TASK A |
In the devotional on John the Baptist, replace "oddball" with "eccentric" and rewrite the passage that begins at the words "Saturday, April 23, 2016" and ends after "in fine linen?".
TASK B |
Translate this sentence from the devotional on John the Baptist into Spanish: "That has been the call of God since Adam and Eve hid in the garden."
TASK C |
According to the verse quoted in the devotional on John the Baptist, what was John's diet?

EXTRACT |
# # # # # # #

Saturday, April 23, 2016

John was clothed with camel's hair and wore a leather belt around his waist, and his diet was locusts and wild honey. Mark 1:6

Since I was a child, I thought of John the Baptist as a pretty strange fellow. The description of him always included the fact that he lived off bugs and what he could find in nature, like honey, and that his dress was not exactly fashionable. He was an oddball, even for those times. But it was this lifestyle of selflessness that made him a better spokesman for God. The prophets were not all strange in their times, but many were. Ezekiel and Haggai were know for doing some very strange things during their tenures. Holy, meaning set apart for spiritual purposes, would be a fair description of the man who pointed the way directly to Jesus.

Jesus talked about John's wardrobe in another passage. Did you expect him to dress in fine linen?

Let's consider that his ministry was one of calling people to repentance and forgiveness. That has been the call of God since Adam and Eve hid in the garden. And believe it or not, even his wardrobe proclaimed that message.

But first let's consider those terms, repentance and forgiveness.

# # # # # # #

INFORMATION GIVEN |
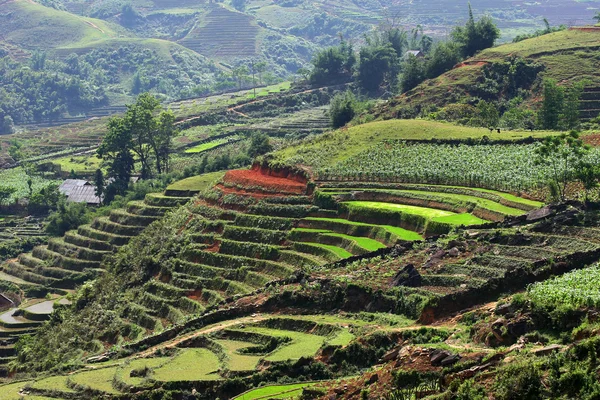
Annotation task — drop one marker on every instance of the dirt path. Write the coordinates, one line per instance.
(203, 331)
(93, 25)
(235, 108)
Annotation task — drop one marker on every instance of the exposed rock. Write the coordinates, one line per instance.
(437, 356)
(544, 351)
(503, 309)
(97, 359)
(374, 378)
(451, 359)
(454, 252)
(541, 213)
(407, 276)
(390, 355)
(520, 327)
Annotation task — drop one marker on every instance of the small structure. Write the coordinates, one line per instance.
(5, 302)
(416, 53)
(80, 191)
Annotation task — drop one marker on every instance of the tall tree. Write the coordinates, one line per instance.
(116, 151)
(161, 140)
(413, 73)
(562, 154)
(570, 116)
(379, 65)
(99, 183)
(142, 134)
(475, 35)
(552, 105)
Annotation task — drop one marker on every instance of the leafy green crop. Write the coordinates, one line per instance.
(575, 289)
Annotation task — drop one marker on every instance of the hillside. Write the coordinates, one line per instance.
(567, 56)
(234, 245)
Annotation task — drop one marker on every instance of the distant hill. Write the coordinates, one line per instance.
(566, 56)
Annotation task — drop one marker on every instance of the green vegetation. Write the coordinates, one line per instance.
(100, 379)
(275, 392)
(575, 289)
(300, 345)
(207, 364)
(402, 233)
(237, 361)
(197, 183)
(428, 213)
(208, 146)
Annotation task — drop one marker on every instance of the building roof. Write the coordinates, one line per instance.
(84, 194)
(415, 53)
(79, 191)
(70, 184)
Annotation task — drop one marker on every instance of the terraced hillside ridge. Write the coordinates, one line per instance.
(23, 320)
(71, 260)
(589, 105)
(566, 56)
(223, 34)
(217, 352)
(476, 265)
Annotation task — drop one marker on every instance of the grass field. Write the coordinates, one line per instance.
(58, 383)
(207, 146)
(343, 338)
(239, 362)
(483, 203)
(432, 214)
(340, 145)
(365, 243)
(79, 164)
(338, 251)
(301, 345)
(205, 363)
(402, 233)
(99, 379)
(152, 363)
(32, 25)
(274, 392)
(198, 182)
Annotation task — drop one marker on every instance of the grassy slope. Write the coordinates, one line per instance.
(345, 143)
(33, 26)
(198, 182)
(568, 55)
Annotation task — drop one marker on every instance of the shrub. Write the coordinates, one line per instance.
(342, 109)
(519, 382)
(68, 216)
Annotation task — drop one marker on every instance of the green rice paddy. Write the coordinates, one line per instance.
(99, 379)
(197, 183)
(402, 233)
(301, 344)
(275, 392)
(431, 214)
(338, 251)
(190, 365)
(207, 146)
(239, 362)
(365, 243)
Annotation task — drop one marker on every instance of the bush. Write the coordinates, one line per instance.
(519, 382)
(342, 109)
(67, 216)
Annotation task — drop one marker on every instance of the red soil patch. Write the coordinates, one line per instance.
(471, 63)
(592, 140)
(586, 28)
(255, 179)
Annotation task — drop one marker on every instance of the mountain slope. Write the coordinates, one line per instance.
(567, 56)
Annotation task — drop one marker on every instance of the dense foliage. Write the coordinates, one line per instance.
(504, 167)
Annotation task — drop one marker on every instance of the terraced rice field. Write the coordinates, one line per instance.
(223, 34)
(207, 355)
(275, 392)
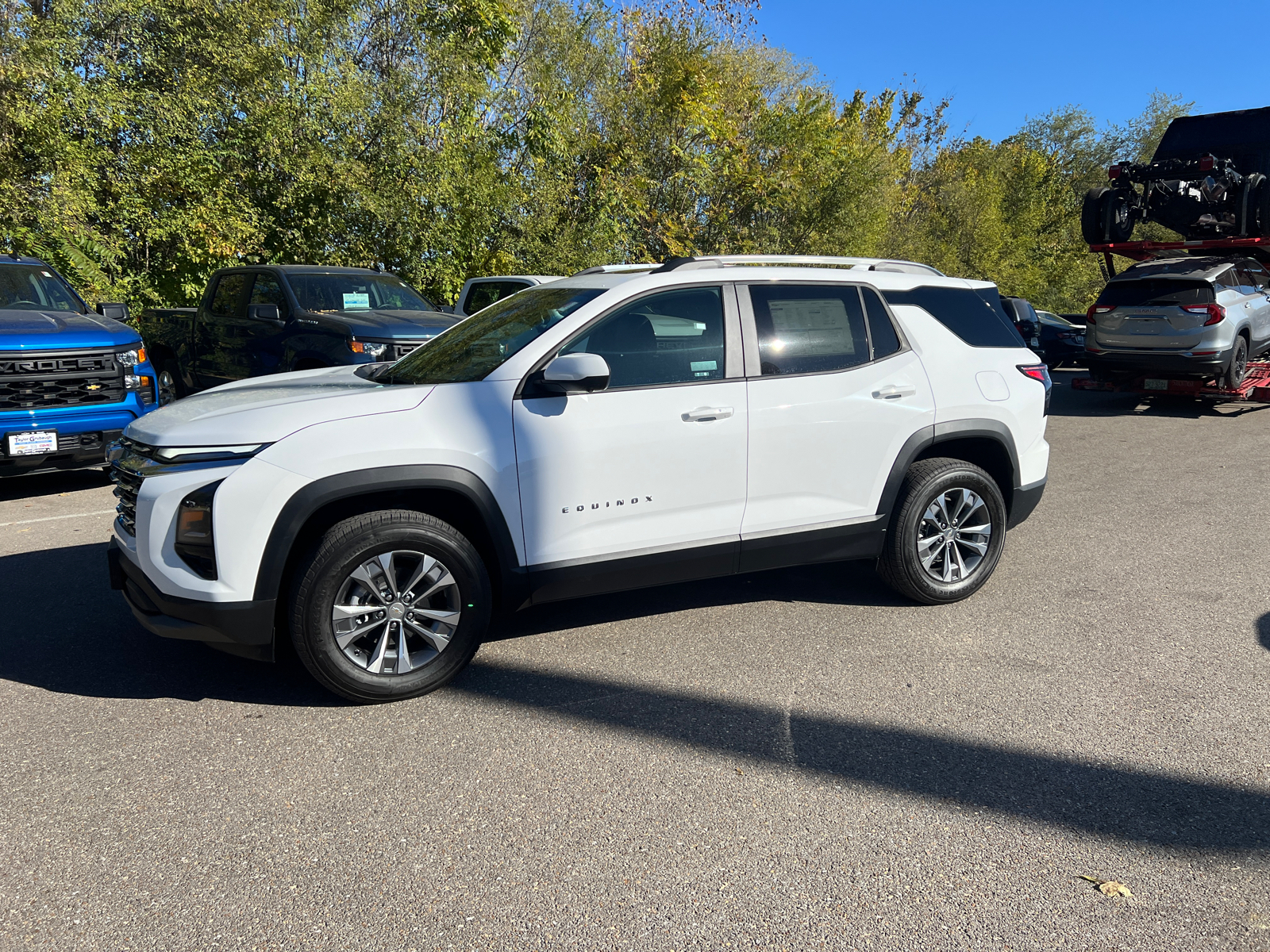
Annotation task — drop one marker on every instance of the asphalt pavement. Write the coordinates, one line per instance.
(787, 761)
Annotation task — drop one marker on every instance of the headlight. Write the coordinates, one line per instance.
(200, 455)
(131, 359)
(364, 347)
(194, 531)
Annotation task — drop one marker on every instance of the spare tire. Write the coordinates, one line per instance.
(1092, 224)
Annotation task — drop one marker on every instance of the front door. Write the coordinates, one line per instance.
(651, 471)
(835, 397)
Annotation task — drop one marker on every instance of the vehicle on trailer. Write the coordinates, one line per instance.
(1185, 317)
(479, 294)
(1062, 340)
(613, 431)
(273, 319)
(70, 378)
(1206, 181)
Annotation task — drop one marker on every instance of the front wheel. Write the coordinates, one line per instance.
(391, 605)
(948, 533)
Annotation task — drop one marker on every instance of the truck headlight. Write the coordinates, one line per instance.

# # # # # # #

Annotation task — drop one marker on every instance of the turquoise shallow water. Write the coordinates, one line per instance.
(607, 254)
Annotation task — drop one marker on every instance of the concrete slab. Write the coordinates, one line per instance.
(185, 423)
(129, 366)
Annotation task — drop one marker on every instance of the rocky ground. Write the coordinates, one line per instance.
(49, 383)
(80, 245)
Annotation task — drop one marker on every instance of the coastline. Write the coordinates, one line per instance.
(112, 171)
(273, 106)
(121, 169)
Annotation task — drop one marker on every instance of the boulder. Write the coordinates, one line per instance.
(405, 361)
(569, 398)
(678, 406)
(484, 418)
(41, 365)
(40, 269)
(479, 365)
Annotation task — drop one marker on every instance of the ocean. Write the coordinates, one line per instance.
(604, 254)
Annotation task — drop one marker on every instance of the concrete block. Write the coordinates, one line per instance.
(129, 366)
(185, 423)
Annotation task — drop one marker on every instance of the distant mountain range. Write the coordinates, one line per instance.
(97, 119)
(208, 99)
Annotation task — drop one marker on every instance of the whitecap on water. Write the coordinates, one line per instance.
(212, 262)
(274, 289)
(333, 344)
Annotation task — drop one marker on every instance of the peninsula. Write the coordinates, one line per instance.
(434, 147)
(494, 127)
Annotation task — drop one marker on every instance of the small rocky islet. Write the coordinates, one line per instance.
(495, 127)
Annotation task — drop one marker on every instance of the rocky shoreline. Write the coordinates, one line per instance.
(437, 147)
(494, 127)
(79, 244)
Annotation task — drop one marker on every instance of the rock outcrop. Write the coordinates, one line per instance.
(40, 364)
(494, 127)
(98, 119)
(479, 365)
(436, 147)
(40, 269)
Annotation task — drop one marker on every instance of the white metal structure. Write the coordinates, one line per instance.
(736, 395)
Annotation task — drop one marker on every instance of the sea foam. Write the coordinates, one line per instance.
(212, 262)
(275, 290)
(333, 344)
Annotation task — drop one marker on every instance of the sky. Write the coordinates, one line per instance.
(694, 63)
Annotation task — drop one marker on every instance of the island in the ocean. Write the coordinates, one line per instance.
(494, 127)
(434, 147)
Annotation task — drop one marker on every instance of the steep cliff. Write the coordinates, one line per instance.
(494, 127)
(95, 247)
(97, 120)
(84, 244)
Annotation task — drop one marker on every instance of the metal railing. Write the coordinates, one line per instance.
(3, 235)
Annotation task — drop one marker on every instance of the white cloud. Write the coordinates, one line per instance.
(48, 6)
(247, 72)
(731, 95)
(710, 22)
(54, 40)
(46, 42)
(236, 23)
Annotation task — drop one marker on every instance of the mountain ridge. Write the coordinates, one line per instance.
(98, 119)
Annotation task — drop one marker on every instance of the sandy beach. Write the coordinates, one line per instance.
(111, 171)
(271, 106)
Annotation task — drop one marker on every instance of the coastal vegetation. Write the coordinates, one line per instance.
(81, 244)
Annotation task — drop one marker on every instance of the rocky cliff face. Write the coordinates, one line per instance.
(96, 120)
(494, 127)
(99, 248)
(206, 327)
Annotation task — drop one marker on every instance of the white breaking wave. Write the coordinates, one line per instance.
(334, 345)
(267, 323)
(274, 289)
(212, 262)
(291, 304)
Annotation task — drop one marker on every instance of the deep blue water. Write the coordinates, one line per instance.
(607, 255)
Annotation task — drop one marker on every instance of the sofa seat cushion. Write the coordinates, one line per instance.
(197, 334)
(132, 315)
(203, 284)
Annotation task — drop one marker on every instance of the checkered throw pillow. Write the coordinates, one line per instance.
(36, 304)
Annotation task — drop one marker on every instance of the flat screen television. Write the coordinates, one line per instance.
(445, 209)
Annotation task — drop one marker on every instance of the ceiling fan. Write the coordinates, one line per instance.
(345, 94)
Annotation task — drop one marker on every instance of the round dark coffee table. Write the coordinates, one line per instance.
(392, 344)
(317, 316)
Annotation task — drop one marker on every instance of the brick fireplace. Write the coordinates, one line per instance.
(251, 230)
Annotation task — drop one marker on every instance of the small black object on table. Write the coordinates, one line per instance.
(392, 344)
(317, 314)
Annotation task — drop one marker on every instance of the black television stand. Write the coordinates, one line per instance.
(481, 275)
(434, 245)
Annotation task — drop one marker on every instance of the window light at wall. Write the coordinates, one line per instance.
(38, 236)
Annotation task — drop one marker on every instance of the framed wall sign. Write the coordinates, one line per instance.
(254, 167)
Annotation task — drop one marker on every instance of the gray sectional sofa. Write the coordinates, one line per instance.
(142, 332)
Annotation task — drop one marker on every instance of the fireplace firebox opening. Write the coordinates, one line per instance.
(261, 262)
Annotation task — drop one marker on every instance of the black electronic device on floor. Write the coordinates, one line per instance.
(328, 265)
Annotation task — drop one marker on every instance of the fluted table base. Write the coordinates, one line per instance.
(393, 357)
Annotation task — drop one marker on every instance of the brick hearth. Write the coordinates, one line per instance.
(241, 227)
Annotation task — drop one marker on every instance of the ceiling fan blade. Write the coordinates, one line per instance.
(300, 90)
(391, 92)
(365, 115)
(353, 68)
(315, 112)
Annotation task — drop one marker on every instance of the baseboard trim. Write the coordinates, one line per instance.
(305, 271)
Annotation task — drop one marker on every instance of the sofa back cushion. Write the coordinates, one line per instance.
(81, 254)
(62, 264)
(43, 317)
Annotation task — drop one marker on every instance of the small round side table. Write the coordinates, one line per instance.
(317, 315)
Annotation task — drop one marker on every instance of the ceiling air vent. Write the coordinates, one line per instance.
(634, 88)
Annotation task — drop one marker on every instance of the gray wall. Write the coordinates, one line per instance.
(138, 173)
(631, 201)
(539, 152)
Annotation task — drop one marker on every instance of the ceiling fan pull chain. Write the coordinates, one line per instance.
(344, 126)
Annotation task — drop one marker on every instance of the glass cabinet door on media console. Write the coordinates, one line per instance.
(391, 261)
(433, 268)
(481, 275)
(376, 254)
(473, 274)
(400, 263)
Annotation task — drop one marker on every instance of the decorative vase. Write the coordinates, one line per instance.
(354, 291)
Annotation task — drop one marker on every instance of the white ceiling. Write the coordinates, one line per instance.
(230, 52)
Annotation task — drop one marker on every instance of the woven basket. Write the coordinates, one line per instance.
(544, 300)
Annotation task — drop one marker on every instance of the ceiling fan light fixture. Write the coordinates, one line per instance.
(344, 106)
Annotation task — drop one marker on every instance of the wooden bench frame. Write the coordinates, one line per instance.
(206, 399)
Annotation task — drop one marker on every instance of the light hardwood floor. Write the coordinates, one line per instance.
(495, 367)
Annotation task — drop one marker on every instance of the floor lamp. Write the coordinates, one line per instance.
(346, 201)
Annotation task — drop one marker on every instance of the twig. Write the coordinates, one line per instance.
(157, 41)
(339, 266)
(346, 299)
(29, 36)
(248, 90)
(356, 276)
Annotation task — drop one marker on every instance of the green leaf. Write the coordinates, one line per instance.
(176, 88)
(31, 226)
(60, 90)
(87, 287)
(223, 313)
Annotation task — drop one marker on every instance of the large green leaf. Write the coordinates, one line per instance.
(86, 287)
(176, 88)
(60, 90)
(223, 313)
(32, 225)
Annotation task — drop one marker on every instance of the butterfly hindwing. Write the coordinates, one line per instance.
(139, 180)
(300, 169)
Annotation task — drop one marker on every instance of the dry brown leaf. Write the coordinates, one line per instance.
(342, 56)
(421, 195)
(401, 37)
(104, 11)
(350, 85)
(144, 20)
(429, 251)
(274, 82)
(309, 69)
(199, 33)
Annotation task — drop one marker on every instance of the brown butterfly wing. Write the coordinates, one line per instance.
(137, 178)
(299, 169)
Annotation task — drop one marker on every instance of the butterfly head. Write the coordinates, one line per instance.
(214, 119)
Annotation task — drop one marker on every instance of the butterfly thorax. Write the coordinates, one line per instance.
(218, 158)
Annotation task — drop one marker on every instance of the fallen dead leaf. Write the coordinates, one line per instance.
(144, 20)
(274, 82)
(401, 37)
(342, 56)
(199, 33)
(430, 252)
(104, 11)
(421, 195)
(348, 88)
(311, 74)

# # # # # # #

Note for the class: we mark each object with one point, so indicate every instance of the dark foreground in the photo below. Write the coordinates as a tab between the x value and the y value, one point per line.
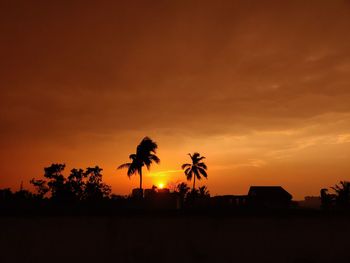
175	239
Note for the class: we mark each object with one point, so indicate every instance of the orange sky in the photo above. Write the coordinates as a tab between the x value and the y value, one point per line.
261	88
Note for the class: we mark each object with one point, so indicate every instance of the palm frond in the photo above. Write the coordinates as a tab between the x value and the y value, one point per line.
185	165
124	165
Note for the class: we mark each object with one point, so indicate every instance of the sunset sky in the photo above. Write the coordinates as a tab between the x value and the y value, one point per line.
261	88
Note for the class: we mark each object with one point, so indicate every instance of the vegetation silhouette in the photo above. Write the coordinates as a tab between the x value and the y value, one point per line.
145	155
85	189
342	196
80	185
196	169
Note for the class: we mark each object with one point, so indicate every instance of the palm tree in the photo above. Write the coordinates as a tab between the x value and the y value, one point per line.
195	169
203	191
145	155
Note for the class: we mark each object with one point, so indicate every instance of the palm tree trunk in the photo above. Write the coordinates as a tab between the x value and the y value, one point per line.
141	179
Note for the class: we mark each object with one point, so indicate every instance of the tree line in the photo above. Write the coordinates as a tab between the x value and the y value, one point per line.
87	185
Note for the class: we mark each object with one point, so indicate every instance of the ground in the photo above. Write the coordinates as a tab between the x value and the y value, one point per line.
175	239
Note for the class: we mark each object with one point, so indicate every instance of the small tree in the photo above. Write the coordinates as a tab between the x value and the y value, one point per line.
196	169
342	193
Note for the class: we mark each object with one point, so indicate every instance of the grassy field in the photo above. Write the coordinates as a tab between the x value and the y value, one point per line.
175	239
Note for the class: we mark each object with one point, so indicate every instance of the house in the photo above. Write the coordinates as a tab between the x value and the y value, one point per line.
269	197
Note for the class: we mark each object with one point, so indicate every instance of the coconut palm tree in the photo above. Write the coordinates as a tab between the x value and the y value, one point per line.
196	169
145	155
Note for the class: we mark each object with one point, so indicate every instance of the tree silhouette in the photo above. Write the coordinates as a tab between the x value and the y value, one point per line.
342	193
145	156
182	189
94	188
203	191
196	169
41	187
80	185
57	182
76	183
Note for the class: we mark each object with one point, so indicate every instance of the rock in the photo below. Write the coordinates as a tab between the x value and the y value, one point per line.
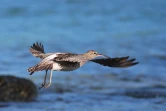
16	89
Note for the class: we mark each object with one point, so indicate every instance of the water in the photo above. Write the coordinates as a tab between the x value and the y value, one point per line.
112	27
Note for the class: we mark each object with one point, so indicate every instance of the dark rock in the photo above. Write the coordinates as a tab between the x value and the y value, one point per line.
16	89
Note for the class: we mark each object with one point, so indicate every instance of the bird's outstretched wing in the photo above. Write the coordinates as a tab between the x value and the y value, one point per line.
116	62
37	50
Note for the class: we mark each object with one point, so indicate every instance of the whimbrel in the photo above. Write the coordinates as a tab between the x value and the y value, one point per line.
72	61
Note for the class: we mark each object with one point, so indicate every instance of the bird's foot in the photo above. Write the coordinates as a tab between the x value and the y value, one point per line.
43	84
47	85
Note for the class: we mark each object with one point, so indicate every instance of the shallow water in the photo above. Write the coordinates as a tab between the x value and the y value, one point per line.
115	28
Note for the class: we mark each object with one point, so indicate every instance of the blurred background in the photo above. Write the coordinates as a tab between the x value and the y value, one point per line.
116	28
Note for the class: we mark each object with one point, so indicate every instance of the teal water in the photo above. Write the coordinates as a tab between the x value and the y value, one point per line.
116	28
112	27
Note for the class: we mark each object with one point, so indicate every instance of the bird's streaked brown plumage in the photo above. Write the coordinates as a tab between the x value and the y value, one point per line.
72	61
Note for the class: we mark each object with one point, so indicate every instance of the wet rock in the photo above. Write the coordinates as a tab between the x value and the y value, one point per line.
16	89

# # # # # # #

WRITTEN SOLUTION A |
Saturday, April 23, 2016

John was clothed with camel's hair and wore a leather belt around his waist, and his diet was locusts and wild honey. Mark 1:6

Since I was a child, I thought of John the Baptist as a pretty strange fellow. The description of him always included the fact that he lived off bugs and what he could find in nature, like honey, and that his dress was not exactly fashionable. He was an eccentric, even for those times. But it was this lifestyle of selflessness that made him a better spokesman for God. The prophets were not all strange in their times, but many were. Ezekiel and Haggai were know for doing some very strange things during their tenures. Holy, meaning set apart for spiritual purposes, would be a fair description of the man who pointed the way directly to Jesus.

Jesus talked about John's wardrobe in another passage. Did you expect him to dress in fine linen?

WRITTEN SOLUTION B |
Ese ha sido el llamado de Dios desde que Adán y Eva se escondieron en el jardín.

WRITTEN SOLUTION C |
Locusts and wild honey.